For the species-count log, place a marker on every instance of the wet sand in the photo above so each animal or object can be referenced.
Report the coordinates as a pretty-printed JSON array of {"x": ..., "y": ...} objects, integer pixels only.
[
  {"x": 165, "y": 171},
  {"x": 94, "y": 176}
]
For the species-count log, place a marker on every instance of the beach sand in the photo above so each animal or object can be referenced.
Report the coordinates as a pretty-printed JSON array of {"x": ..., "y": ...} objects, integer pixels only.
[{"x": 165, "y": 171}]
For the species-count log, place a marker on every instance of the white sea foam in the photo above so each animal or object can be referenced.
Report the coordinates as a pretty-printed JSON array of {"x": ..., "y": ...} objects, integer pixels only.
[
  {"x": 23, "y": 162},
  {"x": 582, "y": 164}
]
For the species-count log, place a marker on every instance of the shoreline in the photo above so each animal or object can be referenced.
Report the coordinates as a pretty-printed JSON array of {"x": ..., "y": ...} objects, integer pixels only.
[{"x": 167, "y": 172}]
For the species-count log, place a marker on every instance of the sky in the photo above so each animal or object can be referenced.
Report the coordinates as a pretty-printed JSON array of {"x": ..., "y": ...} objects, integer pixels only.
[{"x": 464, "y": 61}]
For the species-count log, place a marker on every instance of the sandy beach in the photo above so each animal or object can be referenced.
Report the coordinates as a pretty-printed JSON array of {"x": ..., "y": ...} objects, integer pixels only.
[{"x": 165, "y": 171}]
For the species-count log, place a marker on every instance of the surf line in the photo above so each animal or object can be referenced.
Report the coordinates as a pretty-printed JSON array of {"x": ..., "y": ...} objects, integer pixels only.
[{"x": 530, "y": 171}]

WORK ITEM
Go through the data and show every line where "species" occurs.

ANSWER SPACE
For the species-count log, place a marker on every instance of the wet sand in the photo above so each animal or object can be referenced.
For the species-count log, place a marker on every instance of the beach sand in the photo above so each animal or object can be referenced.
For the species-count log, place a marker on every instance of the white sea foam in the photo above so each animal or object can be referenced.
For the species-count log, place a marker on every instance of the shoreline in the photo above so each animal or object can be referenced.
For the species-count log, place a marker on every instance of the sky in the photo above so each animal or object can be referenced.
For the species-count log, place a marker on every instance of the sandy beach in the photo above so each animal or object can be referenced.
For the species-count log, place a marker on every instance of the surf line in the photo above so each animal or object can be referenced.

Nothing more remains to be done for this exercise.